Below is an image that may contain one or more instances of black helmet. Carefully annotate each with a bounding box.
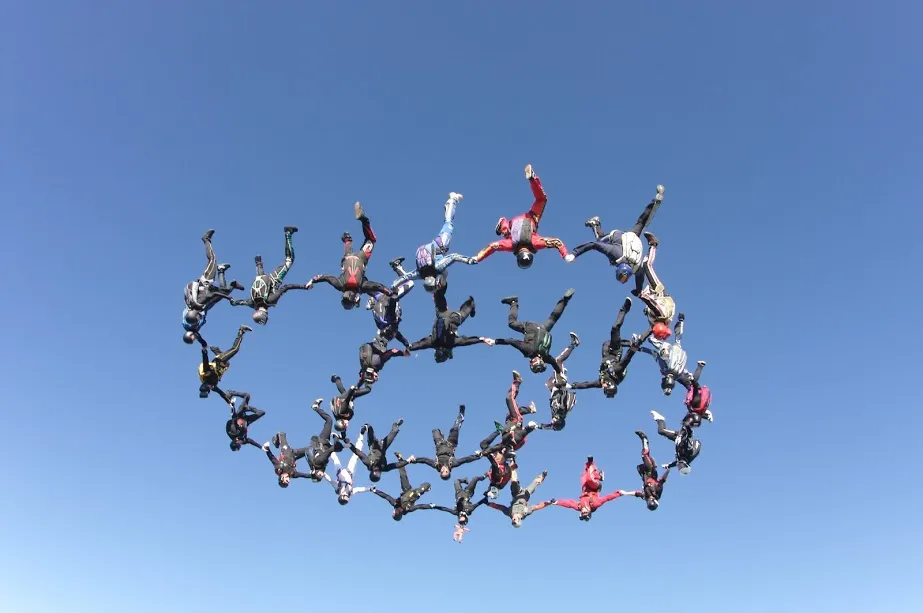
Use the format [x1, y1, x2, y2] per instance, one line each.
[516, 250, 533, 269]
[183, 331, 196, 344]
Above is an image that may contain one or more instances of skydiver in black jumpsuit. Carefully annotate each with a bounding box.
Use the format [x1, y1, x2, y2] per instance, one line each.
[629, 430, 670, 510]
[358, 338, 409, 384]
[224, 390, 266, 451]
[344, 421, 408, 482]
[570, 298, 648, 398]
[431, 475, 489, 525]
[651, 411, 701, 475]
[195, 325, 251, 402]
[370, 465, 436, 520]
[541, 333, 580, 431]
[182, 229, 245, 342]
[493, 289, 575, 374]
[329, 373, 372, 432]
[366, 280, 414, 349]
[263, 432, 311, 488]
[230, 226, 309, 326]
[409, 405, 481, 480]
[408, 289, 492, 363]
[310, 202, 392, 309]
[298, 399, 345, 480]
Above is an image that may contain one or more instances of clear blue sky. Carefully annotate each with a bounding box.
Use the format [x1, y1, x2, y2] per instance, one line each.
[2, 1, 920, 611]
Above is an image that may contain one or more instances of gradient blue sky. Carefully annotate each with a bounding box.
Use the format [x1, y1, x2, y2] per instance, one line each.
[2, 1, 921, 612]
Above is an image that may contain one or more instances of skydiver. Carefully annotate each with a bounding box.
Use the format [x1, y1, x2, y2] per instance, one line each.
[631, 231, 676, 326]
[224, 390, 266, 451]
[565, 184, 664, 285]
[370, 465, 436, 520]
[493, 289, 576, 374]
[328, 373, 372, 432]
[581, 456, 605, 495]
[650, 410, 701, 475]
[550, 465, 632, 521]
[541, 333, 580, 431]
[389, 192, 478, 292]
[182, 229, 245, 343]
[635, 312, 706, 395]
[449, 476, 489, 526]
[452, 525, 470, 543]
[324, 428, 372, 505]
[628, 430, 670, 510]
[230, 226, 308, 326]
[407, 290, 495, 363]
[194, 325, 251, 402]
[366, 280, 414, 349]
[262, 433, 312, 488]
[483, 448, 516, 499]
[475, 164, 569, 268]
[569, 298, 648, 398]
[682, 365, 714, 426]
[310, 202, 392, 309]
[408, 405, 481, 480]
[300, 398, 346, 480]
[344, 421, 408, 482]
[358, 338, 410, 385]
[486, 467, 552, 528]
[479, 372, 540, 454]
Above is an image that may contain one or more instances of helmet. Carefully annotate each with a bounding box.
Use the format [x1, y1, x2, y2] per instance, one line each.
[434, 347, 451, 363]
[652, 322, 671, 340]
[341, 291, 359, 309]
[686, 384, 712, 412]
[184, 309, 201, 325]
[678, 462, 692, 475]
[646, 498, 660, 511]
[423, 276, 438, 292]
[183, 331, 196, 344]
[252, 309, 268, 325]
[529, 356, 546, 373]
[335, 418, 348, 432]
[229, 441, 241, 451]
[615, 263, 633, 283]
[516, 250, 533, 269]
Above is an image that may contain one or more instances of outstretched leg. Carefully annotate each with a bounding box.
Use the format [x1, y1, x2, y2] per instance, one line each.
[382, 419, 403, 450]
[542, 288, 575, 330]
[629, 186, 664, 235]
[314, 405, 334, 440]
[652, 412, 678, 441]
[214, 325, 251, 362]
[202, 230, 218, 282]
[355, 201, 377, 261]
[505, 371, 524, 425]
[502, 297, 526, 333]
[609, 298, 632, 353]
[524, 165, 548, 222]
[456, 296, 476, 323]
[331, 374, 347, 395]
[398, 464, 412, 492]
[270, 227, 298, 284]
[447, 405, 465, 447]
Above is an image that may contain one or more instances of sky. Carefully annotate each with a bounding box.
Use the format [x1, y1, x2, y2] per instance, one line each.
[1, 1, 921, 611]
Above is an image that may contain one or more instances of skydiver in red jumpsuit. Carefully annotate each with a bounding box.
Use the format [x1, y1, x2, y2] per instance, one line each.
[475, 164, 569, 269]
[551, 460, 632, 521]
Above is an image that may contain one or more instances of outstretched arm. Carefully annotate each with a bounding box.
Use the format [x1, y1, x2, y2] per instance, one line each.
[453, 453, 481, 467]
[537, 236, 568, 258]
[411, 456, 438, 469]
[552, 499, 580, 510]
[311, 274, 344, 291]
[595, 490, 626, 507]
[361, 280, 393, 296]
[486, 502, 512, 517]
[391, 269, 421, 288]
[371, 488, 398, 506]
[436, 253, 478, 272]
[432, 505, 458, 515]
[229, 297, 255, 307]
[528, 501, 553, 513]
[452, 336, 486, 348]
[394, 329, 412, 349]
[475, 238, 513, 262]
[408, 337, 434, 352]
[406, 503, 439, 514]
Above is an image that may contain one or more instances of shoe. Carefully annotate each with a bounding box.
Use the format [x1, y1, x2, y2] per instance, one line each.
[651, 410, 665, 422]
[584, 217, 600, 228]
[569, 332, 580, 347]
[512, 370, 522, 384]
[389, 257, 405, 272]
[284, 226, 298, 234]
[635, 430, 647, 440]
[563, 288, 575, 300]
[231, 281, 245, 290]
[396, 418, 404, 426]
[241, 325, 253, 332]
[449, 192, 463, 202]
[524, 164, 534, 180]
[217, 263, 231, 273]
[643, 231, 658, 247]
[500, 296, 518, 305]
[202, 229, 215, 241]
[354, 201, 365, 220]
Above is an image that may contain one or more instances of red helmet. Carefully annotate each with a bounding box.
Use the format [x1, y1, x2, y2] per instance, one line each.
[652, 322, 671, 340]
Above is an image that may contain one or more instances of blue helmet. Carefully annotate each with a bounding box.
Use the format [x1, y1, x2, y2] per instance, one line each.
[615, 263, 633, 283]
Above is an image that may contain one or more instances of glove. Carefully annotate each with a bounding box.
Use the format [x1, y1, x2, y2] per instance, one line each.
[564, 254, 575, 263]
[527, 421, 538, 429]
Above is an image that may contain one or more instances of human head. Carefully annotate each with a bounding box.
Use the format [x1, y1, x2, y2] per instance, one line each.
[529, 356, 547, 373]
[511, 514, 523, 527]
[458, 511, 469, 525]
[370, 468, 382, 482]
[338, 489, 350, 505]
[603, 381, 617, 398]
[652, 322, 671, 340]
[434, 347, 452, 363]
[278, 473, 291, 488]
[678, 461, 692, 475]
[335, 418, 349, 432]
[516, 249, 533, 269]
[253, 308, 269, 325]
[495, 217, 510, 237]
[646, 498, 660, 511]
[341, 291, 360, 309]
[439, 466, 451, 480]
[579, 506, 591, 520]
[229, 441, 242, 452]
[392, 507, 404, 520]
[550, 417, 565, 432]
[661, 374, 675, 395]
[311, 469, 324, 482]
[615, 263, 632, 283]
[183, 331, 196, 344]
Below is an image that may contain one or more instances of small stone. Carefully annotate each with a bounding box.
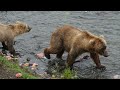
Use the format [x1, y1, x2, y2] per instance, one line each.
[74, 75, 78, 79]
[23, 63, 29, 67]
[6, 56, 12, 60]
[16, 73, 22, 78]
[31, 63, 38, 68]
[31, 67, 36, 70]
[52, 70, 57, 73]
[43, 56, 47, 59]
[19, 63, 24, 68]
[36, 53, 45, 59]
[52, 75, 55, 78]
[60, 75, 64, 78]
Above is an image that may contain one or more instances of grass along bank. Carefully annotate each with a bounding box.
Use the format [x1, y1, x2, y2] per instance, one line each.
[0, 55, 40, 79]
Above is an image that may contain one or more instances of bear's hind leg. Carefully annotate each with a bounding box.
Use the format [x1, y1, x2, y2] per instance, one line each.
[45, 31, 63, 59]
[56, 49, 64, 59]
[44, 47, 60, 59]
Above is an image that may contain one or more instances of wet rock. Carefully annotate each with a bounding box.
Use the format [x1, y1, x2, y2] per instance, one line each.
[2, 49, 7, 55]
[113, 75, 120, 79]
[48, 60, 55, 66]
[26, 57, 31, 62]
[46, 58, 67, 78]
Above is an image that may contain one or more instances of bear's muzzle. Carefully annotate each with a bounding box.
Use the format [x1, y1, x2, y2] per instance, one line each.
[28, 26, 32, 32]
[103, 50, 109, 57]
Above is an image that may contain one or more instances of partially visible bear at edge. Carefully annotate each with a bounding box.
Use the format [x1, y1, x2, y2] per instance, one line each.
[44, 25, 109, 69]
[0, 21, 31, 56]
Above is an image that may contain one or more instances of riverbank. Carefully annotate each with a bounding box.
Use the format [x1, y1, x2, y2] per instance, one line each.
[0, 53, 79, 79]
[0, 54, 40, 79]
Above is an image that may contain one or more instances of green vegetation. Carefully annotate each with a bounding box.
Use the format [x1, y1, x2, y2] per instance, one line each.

== == ==

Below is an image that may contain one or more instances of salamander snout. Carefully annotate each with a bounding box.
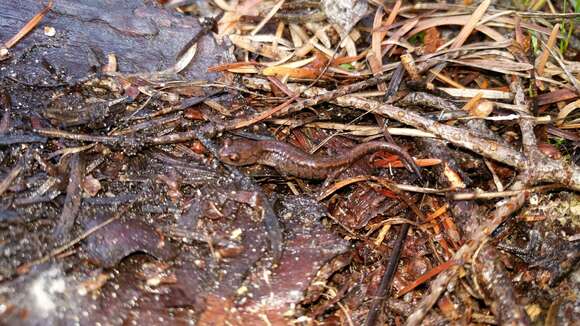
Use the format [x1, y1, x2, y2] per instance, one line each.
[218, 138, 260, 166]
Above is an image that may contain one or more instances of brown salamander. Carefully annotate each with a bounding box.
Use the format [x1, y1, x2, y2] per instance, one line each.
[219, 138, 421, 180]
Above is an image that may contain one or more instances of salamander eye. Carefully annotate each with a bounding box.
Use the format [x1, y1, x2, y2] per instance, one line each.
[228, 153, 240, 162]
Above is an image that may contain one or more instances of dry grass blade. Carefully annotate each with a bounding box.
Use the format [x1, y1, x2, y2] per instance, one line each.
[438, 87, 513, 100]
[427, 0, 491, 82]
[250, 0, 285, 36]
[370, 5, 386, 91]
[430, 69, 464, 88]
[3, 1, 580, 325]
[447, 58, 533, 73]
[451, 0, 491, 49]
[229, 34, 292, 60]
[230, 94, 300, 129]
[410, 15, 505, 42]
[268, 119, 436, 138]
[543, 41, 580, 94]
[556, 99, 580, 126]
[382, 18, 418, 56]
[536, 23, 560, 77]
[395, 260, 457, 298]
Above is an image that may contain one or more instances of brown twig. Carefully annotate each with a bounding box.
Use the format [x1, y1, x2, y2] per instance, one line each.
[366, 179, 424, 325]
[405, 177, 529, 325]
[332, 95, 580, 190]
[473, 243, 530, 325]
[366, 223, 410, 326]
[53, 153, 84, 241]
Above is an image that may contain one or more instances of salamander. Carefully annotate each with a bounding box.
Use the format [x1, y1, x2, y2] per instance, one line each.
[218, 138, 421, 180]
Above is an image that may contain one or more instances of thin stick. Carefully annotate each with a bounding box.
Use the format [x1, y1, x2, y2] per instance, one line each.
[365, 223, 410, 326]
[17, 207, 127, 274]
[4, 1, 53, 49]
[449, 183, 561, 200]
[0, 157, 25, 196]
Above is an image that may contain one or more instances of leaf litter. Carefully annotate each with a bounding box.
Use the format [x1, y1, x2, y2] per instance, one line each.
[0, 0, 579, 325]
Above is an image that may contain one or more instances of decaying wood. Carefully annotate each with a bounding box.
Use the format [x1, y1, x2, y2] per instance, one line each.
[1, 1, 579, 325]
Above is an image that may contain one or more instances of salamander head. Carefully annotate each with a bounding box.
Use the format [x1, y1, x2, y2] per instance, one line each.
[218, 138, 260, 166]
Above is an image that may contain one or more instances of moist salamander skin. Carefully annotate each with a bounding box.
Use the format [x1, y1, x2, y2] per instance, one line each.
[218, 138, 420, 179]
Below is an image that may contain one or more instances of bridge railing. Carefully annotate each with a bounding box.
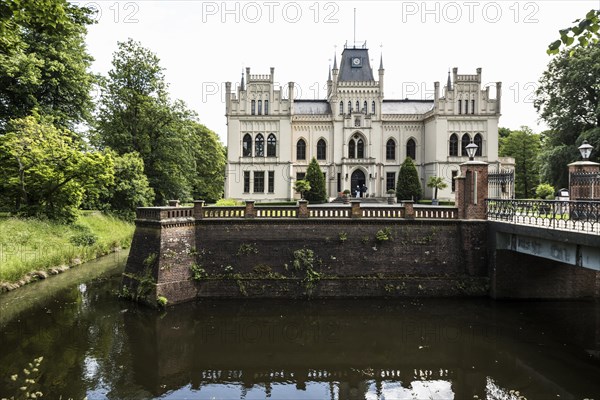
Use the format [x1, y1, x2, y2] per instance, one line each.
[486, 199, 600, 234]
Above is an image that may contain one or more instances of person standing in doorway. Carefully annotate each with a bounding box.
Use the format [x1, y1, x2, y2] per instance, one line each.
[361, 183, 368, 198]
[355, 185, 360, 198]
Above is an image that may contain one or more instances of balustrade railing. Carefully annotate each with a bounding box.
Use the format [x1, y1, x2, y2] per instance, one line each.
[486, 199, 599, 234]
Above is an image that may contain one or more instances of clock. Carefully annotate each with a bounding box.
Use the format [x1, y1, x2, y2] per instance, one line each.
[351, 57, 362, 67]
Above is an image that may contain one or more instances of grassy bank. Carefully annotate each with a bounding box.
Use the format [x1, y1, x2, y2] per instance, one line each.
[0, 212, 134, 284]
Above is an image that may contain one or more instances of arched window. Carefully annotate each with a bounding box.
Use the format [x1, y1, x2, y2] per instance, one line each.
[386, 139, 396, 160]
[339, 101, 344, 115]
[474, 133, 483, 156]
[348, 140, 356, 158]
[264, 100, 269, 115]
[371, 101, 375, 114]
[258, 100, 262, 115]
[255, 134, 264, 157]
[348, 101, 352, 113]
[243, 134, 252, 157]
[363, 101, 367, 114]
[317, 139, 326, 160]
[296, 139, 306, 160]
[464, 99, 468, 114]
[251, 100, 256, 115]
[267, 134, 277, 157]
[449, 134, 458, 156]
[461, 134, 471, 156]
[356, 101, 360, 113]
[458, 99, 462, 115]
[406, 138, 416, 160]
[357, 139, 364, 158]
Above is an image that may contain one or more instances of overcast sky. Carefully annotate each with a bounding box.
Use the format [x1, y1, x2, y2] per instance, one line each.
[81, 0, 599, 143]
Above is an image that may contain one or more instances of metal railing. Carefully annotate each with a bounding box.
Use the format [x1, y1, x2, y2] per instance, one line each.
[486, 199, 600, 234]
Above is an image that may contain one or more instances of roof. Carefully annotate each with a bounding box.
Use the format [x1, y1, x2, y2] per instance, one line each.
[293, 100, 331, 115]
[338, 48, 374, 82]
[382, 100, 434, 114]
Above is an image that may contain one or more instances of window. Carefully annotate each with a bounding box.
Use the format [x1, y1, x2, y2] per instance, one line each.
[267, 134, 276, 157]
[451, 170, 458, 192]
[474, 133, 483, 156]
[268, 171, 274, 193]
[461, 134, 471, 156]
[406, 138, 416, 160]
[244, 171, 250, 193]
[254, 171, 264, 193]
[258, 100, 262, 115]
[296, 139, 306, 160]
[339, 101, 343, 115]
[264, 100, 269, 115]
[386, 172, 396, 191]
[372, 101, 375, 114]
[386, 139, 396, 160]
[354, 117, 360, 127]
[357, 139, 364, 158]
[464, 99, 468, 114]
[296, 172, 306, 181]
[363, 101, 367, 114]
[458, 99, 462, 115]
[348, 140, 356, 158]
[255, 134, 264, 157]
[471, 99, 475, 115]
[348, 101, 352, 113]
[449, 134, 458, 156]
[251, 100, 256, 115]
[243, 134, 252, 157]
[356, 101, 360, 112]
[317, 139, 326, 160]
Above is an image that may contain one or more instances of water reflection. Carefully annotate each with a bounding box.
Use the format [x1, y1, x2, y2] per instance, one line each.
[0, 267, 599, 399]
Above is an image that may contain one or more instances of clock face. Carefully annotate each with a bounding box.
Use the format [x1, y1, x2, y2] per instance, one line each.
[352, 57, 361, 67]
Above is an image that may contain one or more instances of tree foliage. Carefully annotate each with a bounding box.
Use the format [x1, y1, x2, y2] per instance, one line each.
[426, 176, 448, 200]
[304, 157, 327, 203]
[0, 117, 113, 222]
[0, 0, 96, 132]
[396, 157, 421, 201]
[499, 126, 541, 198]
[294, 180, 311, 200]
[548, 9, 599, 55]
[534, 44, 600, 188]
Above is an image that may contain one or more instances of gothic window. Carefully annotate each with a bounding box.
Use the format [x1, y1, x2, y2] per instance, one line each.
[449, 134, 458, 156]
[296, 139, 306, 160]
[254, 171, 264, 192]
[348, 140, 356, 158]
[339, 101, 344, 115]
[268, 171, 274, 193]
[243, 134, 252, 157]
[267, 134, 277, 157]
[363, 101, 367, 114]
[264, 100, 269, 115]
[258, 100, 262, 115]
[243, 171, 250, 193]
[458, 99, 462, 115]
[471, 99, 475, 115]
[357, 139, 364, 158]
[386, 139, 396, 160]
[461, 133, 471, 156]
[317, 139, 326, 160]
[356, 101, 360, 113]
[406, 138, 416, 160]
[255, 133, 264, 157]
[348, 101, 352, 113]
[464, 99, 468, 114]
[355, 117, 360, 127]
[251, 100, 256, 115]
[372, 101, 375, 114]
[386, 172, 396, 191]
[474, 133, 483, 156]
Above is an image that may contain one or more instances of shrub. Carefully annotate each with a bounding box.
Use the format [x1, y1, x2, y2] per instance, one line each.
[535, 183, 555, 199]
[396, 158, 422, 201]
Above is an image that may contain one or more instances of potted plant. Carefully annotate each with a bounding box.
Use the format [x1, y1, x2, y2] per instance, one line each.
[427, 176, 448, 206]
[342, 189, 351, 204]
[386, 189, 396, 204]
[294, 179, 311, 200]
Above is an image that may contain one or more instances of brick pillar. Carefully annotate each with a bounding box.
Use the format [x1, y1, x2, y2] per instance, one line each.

== == ==

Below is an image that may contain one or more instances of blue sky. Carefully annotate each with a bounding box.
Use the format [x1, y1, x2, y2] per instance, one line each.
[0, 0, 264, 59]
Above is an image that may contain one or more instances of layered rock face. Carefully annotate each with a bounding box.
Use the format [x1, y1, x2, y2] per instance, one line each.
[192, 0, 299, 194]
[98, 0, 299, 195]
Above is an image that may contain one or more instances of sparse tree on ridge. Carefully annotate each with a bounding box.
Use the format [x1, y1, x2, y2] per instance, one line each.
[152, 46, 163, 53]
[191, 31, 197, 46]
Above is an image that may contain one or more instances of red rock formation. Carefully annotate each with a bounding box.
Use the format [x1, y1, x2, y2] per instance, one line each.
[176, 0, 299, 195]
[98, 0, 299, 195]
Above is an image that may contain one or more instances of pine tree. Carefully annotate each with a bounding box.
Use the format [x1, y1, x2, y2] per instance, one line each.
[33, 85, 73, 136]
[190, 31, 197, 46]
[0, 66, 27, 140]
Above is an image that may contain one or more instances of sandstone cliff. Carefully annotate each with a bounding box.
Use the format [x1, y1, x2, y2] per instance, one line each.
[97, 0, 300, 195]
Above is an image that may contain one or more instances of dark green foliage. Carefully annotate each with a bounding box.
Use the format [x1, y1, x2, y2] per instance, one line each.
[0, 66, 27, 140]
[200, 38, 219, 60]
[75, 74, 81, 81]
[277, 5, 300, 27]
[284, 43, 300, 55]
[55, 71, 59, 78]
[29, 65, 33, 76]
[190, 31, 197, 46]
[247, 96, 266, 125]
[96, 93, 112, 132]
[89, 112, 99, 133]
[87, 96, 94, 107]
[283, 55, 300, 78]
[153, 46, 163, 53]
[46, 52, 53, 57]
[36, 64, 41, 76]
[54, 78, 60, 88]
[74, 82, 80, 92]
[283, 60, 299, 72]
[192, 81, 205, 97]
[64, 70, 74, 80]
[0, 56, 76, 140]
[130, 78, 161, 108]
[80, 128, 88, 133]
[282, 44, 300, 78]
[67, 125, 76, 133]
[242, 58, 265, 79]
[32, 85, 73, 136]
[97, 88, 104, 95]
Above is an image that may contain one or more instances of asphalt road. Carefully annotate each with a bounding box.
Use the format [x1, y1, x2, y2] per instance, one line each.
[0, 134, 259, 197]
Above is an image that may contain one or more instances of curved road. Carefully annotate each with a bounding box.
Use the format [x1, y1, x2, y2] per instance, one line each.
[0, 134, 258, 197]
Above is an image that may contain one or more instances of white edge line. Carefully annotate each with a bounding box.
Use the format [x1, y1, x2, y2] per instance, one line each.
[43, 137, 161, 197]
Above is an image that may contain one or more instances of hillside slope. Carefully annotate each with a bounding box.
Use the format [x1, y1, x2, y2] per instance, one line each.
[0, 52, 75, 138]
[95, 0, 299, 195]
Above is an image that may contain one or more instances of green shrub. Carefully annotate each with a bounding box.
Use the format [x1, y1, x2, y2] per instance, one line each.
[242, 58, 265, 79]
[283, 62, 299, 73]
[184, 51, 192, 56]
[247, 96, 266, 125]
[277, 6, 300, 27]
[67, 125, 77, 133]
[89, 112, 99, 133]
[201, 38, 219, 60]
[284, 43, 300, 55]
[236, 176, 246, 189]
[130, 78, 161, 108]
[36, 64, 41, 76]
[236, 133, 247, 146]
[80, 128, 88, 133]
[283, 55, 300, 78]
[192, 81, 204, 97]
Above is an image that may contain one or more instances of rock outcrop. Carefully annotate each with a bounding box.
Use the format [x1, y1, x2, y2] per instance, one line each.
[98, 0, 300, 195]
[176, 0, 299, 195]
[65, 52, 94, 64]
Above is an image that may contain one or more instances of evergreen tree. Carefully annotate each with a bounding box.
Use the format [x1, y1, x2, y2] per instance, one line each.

== == ==

What lines in the listing include the string "outstretched"? Copy them out.

Output for this task
Above is an image that may contain one or more instances of outstretched leg. Carefully annotate each with a bounding box.
Above is an image that may contain one or more instances of outstretched arm. Carefully annotate each with a bounding box.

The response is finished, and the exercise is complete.